RECORDED DATA: Begin

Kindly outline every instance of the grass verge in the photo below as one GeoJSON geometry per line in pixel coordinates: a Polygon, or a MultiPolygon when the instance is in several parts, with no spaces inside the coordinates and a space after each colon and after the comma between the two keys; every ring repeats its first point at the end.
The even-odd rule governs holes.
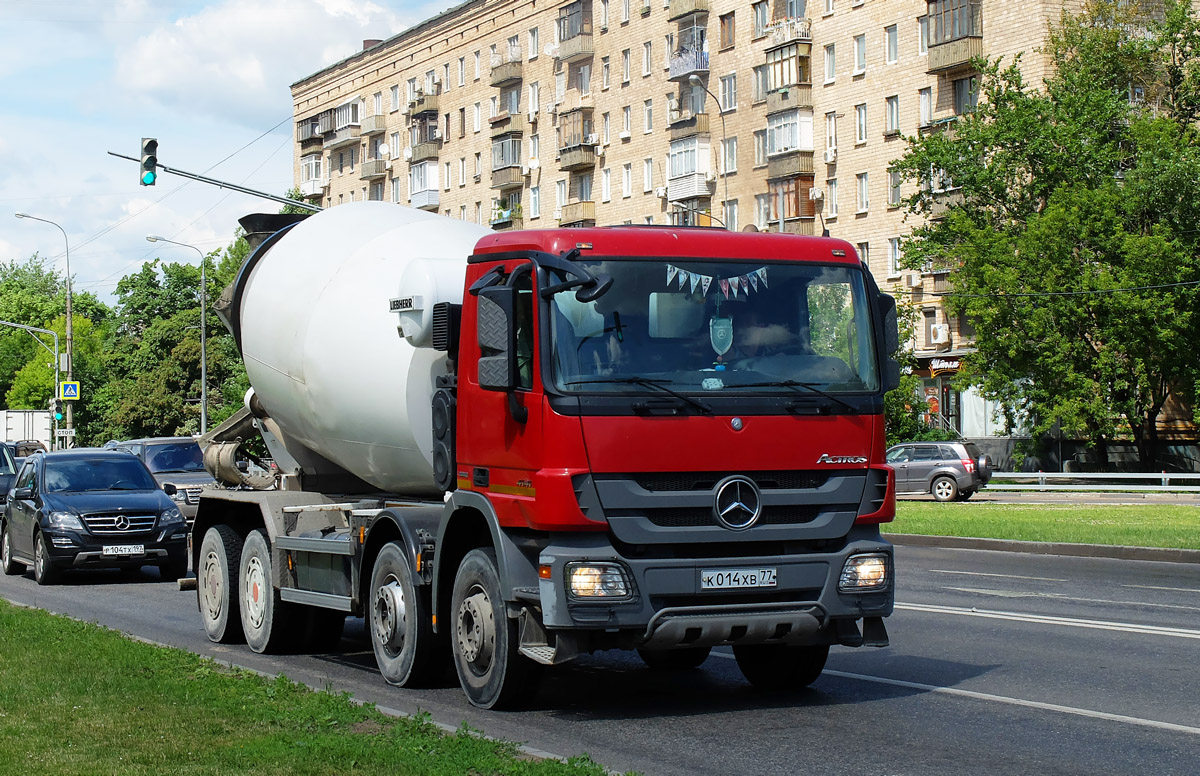
{"type": "Polygon", "coordinates": [[[1200,550],[1200,509],[1146,504],[936,504],[901,501],[884,533],[1200,550]]]}
{"type": "Polygon", "coordinates": [[[602,776],[0,601],[0,776],[602,776]]]}

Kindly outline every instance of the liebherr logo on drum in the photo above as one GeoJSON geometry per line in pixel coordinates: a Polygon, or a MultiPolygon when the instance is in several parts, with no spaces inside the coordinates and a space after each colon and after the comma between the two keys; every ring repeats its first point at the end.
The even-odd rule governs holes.
{"type": "Polygon", "coordinates": [[[817,463],[866,463],[867,459],[861,455],[830,455],[829,453],[821,453],[821,457],[817,459],[817,463]]]}

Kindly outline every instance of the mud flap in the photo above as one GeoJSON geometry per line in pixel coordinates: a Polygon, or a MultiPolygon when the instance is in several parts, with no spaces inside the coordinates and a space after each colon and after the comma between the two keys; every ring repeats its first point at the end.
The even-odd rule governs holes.
{"type": "Polygon", "coordinates": [[[546,666],[559,665],[579,655],[578,644],[573,636],[555,634],[551,639],[546,629],[538,622],[537,616],[528,607],[521,610],[518,622],[521,630],[521,654],[535,663],[546,666]]]}

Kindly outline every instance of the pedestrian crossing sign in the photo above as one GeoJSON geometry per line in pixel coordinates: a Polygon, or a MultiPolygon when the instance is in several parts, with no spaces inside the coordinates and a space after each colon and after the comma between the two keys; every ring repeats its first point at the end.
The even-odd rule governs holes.
{"type": "Polygon", "coordinates": [[[63,380],[58,384],[58,395],[63,399],[79,398],[79,381],[63,380]]]}

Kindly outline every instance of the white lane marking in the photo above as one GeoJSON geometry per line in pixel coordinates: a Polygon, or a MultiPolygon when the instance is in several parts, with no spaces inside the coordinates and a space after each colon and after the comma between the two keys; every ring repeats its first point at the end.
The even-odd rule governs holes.
{"type": "MultiPolygon", "coordinates": [[[[733,660],[733,655],[725,652],[712,653],[715,657],[723,657],[728,660],[733,660]]],[[[922,692],[937,693],[939,695],[954,695],[960,698],[971,698],[978,701],[991,701],[992,703],[1006,703],[1010,706],[1024,706],[1028,709],[1041,709],[1043,711],[1057,711],[1061,714],[1074,714],[1078,717],[1090,717],[1091,719],[1102,719],[1108,722],[1123,722],[1126,725],[1138,725],[1140,727],[1157,728],[1158,730],[1170,730],[1176,733],[1190,733],[1194,736],[1200,736],[1200,727],[1192,727],[1190,725],[1178,725],[1174,722],[1159,722],[1154,719],[1142,719],[1141,717],[1129,717],[1124,714],[1110,714],[1107,711],[1093,711],[1092,709],[1081,709],[1075,706],[1062,706],[1057,703],[1044,703],[1042,701],[1027,701],[1024,698],[1010,698],[1006,695],[992,695],[986,692],[975,692],[974,690],[960,690],[956,687],[939,687],[936,684],[921,684],[920,682],[906,682],[903,679],[888,679],[884,676],[869,676],[867,674],[852,674],[846,671],[834,671],[826,668],[821,672],[822,676],[836,676],[842,679],[858,679],[863,682],[874,682],[876,684],[887,684],[893,687],[904,687],[909,690],[920,690],[922,692]]]]}
{"type": "Polygon", "coordinates": [[[1159,587],[1158,585],[1121,585],[1121,587],[1133,587],[1138,590],[1167,590],[1172,593],[1200,593],[1192,587],[1159,587]]]}
{"type": "Polygon", "coordinates": [[[1114,601],[1109,598],[1079,598],[1064,593],[1026,593],[1020,590],[992,590],[985,587],[947,587],[956,593],[975,593],[990,595],[998,598],[1051,598],[1055,601],[1078,601],[1085,604],[1111,604],[1114,606],[1151,606],[1155,609],[1183,609],[1189,612],[1200,612],[1200,606],[1185,606],[1184,604],[1156,604],[1150,601],[1114,601]]]}
{"type": "Polygon", "coordinates": [[[985,571],[955,571],[954,569],[930,569],[934,574],[967,574],[972,577],[1004,577],[1005,579],[1032,579],[1038,582],[1066,582],[1054,577],[1023,577],[1019,574],[989,574],[985,571]]]}
{"type": "Polygon", "coordinates": [[[1095,630],[1123,631],[1125,633],[1141,633],[1150,636],[1175,636],[1182,639],[1200,639],[1200,630],[1189,628],[1166,628],[1158,625],[1137,625],[1128,622],[1110,622],[1107,620],[1083,620],[1075,617],[1052,617],[1043,614],[1022,614],[1020,612],[1004,612],[992,609],[965,608],[962,606],[938,606],[935,604],[896,604],[897,609],[907,609],[913,612],[928,612],[930,614],[956,614],[963,617],[984,617],[991,620],[1014,620],[1041,625],[1062,625],[1070,628],[1092,628],[1095,630]]]}

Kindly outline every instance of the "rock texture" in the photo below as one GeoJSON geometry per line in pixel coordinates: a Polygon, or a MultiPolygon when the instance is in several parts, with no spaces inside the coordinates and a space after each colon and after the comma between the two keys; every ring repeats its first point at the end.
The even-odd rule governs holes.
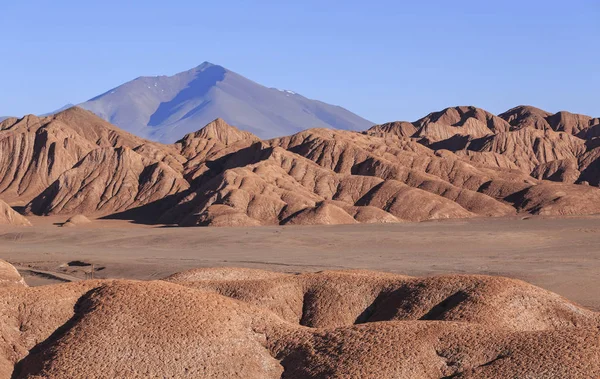
{"type": "Polygon", "coordinates": [[[530,127],[554,130],[568,134],[586,134],[590,128],[600,124],[600,118],[561,111],[555,114],[531,106],[518,106],[500,115],[512,128],[530,127]]]}
{"type": "Polygon", "coordinates": [[[73,107],[44,118],[29,115],[0,123],[0,194],[9,203],[25,204],[90,152],[108,147],[135,149],[174,169],[184,161],[169,146],[143,140],[73,107]]]}
{"type": "Polygon", "coordinates": [[[181,226],[600,212],[598,119],[475,107],[261,140],[216,119],[172,145],[70,108],[0,123],[0,195],[36,215],[181,226]]]}
{"type": "Polygon", "coordinates": [[[0,287],[8,286],[27,287],[27,284],[13,265],[0,259],[0,287]]]}
{"type": "Polygon", "coordinates": [[[0,299],[1,378],[600,375],[598,313],[500,277],[209,268],[0,299]]]}
{"type": "Polygon", "coordinates": [[[30,226],[27,218],[20,215],[4,201],[0,200],[0,225],[30,226]]]}

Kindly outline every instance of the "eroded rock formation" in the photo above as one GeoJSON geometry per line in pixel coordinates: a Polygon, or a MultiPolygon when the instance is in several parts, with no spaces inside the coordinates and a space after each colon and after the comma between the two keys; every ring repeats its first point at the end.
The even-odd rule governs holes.
{"type": "Polygon", "coordinates": [[[598,313],[500,277],[205,268],[0,299],[0,378],[600,375],[598,313]]]}
{"type": "Polygon", "coordinates": [[[600,212],[598,119],[454,107],[261,141],[217,119],[173,145],[71,108],[0,123],[0,195],[36,215],[185,226],[600,212]]]}

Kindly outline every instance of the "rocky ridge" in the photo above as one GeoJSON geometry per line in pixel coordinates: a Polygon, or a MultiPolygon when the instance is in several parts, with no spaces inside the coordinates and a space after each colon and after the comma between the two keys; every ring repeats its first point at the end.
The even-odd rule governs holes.
{"type": "Polygon", "coordinates": [[[0,196],[36,215],[182,226],[593,214],[597,121],[454,107],[261,140],[217,119],[163,145],[70,108],[0,123],[0,196]]]}

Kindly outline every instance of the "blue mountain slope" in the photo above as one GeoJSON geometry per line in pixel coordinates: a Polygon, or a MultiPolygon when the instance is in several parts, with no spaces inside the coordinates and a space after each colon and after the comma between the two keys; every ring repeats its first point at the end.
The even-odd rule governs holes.
{"type": "Polygon", "coordinates": [[[344,108],[264,87],[207,62],[173,76],[137,78],[79,106],[129,132],[167,143],[218,117],[261,138],[315,127],[364,130],[373,125],[344,108]]]}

RECORDED DATA: End

Set down every entry above without alteration, but print no images.

SOLUTION BELOW =>
Kindly outline every instance of the grass verge in the photo below as one GeoJSON geometry per line in pixel coordinates: a Polygon, or a MultiPolygon when the instance is in several parts, with no spaces inside the coordinates and a space after each colon and after the comma between the two keys; every ring repeats its first point at the end.
The even-odd rule governs holes.
{"type": "Polygon", "coordinates": [[[1200,550],[1200,509],[1146,504],[936,504],[901,501],[884,533],[1200,550]]]}
{"type": "Polygon", "coordinates": [[[602,776],[0,601],[0,776],[602,776]]]}

Kindly outline every instance of the liebherr logo on drum in the photo above as one GeoJSON geometry per line in pixel coordinates: a Polygon, or a MultiPolygon when the instance is in several parts, with no spaces inside the coordinates and a space after each colon and after the comma between the two keys; every ring repeats its first point at the end.
The even-odd rule governs holes.
{"type": "Polygon", "coordinates": [[[817,463],[866,463],[867,459],[861,455],[830,455],[829,453],[821,453],[821,457],[817,459],[817,463]]]}

Kindly outline every instance of the mud flap in the photo above as one GeoJSON geometry per line in pixel coordinates: a Polygon, or a MultiPolygon when the instance is in several parts, with no spaces inside the coordinates and a space after each colon and after the comma between the two keys; every ring repeats its first point at the end.
The even-odd rule governs holes.
{"type": "Polygon", "coordinates": [[[546,666],[559,665],[579,655],[578,644],[573,636],[555,634],[551,639],[546,629],[538,622],[537,616],[528,607],[521,610],[518,622],[521,630],[521,654],[535,663],[546,666]]]}

Kindly outline every instance of the pedestrian crossing sign in the photo above as one GeoJSON geometry per line in pixel coordinates: a Polygon, or a MultiPolygon when the instance is in several parts, with no spaces inside the coordinates and a space after each colon and after the comma between the two keys; every ring repeats its first point at the end.
The even-odd rule governs holes.
{"type": "Polygon", "coordinates": [[[63,380],[58,384],[58,395],[63,399],[79,398],[79,381],[63,380]]]}

Kindly outline every instance of the white lane marking in the photo above as one GeoJSON geometry per line in pixel coordinates: a Polygon, or a MultiPolygon when the instance is in several parts, with no spaces inside the coordinates and a space after each colon and after the comma between the two keys; every ring repeats its first point at the end.
The even-odd rule governs holes.
{"type": "MultiPolygon", "coordinates": [[[[733,660],[733,655],[725,652],[712,653],[715,657],[723,657],[728,660],[733,660]]],[[[922,692],[937,693],[939,695],[954,695],[960,698],[971,698],[978,701],[991,701],[992,703],[1006,703],[1010,706],[1024,706],[1028,709],[1041,709],[1043,711],[1057,711],[1061,714],[1074,714],[1078,717],[1090,717],[1091,719],[1102,719],[1108,722],[1123,722],[1126,725],[1138,725],[1140,727],[1157,728],[1158,730],[1170,730],[1176,733],[1190,733],[1194,736],[1200,736],[1200,727],[1192,727],[1190,725],[1178,725],[1174,722],[1159,722],[1154,719],[1142,719],[1141,717],[1129,717],[1124,714],[1110,714],[1107,711],[1093,711],[1092,709],[1081,709],[1075,706],[1062,706],[1057,703],[1044,703],[1042,701],[1027,701],[1024,698],[1010,698],[1006,695],[992,695],[986,692],[975,692],[974,690],[960,690],[956,687],[939,687],[936,684],[921,684],[920,682],[906,682],[903,679],[888,679],[884,676],[869,676],[867,674],[852,674],[846,671],[834,671],[826,668],[821,672],[822,676],[836,676],[842,679],[858,679],[863,682],[874,682],[876,684],[887,684],[893,687],[904,687],[909,690],[920,690],[922,692]]]]}
{"type": "Polygon", "coordinates": [[[1159,587],[1158,585],[1121,585],[1121,587],[1133,587],[1138,590],[1167,590],[1172,593],[1200,593],[1192,587],[1159,587]]]}
{"type": "Polygon", "coordinates": [[[1114,601],[1109,598],[1079,598],[1064,593],[1026,593],[1020,590],[992,590],[985,587],[947,587],[956,593],[975,593],[990,595],[998,598],[1051,598],[1055,601],[1078,601],[1085,604],[1111,604],[1114,606],[1151,606],[1155,609],[1183,609],[1189,612],[1200,612],[1200,606],[1185,606],[1184,604],[1156,604],[1150,601],[1114,601]]]}
{"type": "Polygon", "coordinates": [[[985,571],[955,571],[954,569],[930,569],[934,574],[967,574],[972,577],[1004,577],[1005,579],[1032,579],[1038,582],[1066,582],[1054,577],[1023,577],[1019,574],[989,574],[985,571]]]}
{"type": "Polygon", "coordinates": [[[1095,630],[1123,631],[1125,633],[1141,633],[1150,636],[1175,636],[1182,639],[1200,639],[1200,630],[1189,628],[1166,628],[1158,625],[1137,625],[1128,622],[1110,622],[1107,620],[1083,620],[1075,617],[1052,617],[1043,614],[1022,614],[1020,612],[1004,612],[992,609],[965,608],[962,606],[938,606],[935,604],[896,604],[897,609],[907,609],[913,612],[928,612],[930,614],[956,614],[963,617],[984,617],[991,620],[1014,620],[1041,625],[1062,625],[1070,628],[1092,628],[1095,630]]]}

Kindly outline every instance of the "rock texture" in the photo below as one GeoJSON geometry per line in pixel coordinates: a Polygon, or a MultiPolygon when the instance is in several parts, with no spaces inside the coordinates and a space after each colon and after the comma between the two keys; every ring repeats its first point at the end.
The even-odd rule governs holes.
{"type": "Polygon", "coordinates": [[[530,127],[554,130],[568,134],[586,134],[590,128],[600,124],[600,118],[561,111],[555,114],[531,106],[518,106],[500,115],[512,128],[530,127]]]}
{"type": "Polygon", "coordinates": [[[73,107],[44,118],[29,115],[0,123],[0,194],[9,203],[25,204],[90,152],[108,147],[135,149],[174,169],[184,161],[169,146],[143,140],[73,107]]]}
{"type": "Polygon", "coordinates": [[[181,226],[600,212],[598,119],[475,107],[261,140],[216,119],[172,145],[70,108],[0,123],[0,195],[36,215],[181,226]]]}
{"type": "Polygon", "coordinates": [[[0,287],[8,286],[27,287],[27,284],[13,265],[0,259],[0,287]]]}
{"type": "Polygon", "coordinates": [[[0,299],[1,378],[600,375],[598,313],[500,277],[209,268],[0,299]]]}
{"type": "Polygon", "coordinates": [[[30,226],[27,218],[20,215],[4,201],[0,200],[0,225],[30,226]]]}

Kindly outline every instance of the "eroded rock formation" in the photo above as one GeoJSON geometry per line in pixel coordinates: a Polygon, or a MultiPolygon when the instance is in several parts, with no spaces inside the coordinates and a space after each colon and after the comma between the two keys; every ring repeats its first point at the end.
The even-odd rule governs holes.
{"type": "Polygon", "coordinates": [[[598,313],[500,277],[205,268],[0,299],[0,378],[600,375],[598,313]]]}
{"type": "Polygon", "coordinates": [[[600,212],[598,119],[454,107],[261,141],[217,119],[173,145],[71,108],[0,123],[0,195],[36,215],[185,226],[600,212]]]}

Kindly outline every instance of the "rocky ridge" in the photo above as one GeoJSON geometry per line in pixel coordinates: a Polygon, or a MultiPolygon when the instance is in several parts, with no spaces inside the coordinates and a space after each colon and after the comma between the two keys; every ring repeats its first point at the end.
The even-odd rule governs holes.
{"type": "Polygon", "coordinates": [[[0,196],[36,215],[182,226],[593,214],[597,121],[454,107],[261,140],[217,119],[163,145],[70,108],[0,123],[0,196]]]}

Kindly outline every instance of the "blue mountain slope" in the photo above as one GeoJSON geometry per line in pixel coordinates: a Polygon, or a MultiPolygon when the instance is in several parts, with no spaces inside the coordinates and a space after each colon and after the comma between the two keys; every ring repeats its first point at the end.
The even-odd rule governs holes.
{"type": "Polygon", "coordinates": [[[344,108],[264,87],[207,62],[173,76],[137,78],[79,106],[129,132],[167,143],[218,117],[261,138],[315,127],[364,130],[373,125],[344,108]]]}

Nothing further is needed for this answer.